> **RECORDS TO PROCESS**:
<<<<

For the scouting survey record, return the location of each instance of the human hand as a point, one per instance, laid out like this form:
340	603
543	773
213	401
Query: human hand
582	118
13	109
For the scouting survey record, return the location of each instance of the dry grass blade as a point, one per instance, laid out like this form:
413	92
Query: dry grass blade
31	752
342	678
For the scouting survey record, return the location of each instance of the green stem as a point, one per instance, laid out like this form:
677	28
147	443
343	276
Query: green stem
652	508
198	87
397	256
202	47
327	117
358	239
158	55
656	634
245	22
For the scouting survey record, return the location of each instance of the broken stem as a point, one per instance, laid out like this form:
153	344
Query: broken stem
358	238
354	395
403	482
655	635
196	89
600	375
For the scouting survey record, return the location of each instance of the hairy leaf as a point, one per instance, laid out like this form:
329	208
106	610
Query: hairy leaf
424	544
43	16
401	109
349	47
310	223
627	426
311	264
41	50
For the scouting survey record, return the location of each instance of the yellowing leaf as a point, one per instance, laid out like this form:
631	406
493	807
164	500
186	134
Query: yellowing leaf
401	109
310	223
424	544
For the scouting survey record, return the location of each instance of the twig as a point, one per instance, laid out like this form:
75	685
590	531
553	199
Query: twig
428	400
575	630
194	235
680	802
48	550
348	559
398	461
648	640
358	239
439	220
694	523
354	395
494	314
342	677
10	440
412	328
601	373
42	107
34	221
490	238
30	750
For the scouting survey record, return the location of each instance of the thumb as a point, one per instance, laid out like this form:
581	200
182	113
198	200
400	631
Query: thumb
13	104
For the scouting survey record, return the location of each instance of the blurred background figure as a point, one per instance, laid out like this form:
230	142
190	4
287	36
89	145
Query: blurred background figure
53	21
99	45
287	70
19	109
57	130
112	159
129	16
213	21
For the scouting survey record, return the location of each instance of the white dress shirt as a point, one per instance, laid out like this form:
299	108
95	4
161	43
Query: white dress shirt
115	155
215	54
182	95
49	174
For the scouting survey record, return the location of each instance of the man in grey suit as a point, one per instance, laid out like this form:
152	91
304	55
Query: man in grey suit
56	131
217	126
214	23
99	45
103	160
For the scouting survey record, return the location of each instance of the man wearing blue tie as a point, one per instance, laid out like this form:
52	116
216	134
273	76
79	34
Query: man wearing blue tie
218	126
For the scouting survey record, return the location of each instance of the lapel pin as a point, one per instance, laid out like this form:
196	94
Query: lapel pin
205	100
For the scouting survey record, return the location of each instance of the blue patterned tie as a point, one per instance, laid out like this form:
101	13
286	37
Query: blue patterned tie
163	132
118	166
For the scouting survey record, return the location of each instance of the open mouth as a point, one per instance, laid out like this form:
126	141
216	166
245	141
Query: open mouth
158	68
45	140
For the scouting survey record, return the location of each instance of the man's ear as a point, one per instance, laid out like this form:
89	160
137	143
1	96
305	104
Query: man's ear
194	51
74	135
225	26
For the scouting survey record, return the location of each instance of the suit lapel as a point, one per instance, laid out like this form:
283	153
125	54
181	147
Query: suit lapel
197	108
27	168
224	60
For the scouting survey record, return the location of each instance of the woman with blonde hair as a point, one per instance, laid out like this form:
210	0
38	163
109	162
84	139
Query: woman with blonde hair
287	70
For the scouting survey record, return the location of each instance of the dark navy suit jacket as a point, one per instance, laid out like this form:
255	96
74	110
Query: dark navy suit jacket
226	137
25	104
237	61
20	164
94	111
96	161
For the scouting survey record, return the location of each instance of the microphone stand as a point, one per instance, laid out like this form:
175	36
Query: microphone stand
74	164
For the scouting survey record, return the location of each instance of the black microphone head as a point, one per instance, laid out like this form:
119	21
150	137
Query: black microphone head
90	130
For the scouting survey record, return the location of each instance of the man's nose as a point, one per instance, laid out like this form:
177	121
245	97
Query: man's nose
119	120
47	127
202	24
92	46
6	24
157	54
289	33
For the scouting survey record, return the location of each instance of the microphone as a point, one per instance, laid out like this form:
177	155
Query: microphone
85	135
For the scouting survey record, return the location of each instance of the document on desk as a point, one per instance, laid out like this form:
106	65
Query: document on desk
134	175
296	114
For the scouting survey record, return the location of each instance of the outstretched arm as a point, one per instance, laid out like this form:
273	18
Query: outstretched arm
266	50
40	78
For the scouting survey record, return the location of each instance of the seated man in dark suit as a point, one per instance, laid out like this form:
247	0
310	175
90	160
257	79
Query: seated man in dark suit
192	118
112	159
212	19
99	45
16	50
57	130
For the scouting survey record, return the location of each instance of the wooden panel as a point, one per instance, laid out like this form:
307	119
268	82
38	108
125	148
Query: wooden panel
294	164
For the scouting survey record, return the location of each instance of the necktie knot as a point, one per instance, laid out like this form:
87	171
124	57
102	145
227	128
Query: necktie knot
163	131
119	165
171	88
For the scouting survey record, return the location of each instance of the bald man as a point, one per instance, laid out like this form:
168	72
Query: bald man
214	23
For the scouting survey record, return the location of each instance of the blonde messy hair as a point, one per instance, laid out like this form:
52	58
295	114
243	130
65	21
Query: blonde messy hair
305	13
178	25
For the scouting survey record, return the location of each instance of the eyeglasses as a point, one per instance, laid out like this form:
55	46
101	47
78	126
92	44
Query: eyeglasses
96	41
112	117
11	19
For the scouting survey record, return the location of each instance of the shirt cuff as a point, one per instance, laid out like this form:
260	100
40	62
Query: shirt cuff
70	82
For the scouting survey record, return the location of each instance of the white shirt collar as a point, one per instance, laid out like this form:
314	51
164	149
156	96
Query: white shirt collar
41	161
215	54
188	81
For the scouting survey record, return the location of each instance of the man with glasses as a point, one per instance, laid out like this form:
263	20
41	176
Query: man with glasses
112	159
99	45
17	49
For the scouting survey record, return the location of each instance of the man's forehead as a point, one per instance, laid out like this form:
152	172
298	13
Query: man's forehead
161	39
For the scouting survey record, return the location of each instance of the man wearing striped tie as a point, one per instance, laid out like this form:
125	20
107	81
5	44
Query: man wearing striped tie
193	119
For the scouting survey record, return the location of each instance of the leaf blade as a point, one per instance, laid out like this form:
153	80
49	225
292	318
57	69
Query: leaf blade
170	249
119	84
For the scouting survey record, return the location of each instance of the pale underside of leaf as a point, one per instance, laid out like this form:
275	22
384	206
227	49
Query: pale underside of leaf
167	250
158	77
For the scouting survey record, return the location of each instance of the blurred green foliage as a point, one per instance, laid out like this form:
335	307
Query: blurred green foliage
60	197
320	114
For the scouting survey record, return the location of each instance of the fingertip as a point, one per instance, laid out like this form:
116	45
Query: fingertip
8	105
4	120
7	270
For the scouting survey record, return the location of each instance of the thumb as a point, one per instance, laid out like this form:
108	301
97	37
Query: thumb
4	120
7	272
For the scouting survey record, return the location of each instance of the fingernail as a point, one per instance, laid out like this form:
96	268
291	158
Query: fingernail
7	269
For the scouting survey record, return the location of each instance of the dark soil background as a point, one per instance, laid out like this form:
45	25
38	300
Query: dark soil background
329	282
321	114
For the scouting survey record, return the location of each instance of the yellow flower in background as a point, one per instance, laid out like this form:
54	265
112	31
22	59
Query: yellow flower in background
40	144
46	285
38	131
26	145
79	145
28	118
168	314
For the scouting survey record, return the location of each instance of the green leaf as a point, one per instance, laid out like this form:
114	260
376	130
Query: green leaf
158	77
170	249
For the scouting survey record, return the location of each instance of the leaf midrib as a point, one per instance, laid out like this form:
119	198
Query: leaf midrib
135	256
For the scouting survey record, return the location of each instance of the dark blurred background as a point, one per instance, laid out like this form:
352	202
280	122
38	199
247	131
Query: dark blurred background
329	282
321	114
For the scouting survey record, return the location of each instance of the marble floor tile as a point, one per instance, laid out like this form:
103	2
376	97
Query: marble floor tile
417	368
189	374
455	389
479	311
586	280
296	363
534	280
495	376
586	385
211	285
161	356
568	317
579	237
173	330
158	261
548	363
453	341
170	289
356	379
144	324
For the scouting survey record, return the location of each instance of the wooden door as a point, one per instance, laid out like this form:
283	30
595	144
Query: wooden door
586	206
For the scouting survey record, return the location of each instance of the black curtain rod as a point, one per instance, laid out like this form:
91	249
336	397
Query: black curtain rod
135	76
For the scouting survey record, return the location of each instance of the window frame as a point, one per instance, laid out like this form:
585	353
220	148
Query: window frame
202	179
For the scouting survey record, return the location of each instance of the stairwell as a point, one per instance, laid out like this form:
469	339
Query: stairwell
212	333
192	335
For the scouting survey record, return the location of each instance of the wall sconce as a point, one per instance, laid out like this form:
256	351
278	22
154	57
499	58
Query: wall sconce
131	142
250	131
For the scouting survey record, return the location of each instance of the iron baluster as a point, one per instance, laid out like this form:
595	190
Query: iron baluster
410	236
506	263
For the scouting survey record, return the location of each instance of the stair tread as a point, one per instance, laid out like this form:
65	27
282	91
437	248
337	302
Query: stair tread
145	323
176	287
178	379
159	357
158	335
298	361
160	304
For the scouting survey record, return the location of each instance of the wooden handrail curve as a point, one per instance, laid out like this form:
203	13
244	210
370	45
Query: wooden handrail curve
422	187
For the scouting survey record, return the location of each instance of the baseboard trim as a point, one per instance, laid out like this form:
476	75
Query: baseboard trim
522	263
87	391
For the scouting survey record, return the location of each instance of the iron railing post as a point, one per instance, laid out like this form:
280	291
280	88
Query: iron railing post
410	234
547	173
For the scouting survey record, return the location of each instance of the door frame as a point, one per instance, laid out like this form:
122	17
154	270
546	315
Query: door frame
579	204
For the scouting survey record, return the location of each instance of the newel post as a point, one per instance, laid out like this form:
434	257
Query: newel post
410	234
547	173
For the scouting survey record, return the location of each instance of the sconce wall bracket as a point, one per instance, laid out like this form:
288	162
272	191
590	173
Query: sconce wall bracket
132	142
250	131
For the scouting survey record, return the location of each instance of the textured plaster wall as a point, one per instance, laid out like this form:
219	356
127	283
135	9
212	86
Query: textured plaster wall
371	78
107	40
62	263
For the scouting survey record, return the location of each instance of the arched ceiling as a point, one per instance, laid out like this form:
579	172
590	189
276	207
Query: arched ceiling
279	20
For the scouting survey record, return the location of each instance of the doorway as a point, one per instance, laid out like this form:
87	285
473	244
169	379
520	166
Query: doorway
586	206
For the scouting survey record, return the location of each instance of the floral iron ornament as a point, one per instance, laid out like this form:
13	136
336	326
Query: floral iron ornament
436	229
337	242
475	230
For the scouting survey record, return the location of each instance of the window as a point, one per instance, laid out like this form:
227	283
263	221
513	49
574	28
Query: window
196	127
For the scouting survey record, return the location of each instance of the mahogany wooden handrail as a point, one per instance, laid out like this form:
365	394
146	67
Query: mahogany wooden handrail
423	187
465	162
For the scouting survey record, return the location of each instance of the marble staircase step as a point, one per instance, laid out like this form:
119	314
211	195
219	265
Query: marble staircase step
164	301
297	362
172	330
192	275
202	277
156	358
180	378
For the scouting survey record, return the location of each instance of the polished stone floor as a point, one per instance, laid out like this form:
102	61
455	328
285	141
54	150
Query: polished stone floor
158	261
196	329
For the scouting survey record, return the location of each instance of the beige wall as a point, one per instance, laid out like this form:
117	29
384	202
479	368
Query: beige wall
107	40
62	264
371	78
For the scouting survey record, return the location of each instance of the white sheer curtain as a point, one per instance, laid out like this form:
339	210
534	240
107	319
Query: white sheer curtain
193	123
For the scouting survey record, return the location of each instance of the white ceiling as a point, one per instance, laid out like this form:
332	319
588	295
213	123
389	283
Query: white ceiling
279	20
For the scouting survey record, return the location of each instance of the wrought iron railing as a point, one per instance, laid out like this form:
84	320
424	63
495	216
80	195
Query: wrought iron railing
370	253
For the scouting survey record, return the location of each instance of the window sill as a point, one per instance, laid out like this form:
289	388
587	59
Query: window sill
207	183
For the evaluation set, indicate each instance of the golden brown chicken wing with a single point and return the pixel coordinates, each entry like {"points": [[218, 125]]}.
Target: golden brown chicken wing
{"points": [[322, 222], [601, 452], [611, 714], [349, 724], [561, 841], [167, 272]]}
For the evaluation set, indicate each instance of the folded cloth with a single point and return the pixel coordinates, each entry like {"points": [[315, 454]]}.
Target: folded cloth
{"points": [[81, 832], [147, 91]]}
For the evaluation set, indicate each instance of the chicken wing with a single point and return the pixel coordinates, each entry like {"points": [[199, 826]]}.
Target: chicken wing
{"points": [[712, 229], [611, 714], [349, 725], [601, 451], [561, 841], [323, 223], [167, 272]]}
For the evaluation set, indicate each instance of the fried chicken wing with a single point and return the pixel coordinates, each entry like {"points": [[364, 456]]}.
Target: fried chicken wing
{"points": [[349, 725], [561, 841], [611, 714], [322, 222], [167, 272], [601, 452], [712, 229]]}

>>>>

> **TASK DETAILS**:
Render the section of the items that starts with the line containing "For the evaluation set, indicate each instance of the fried" and continues through the last item as a Markdown table with columns Row and Line, giving each non-blank line its own numbered row.

> **RESPONSE BELOW**:
| Row | Line |
|---|---|
| 1 | For the evaluation set, indicate each instance of the fried chicken wing with a single point and return the pixel coordinates, each entry like {"points": [[364, 456]]}. |
| 2 | Target: fried chicken wing |
| 3 | {"points": [[349, 725], [561, 841], [611, 714], [322, 222], [167, 272], [601, 452], [712, 229]]} |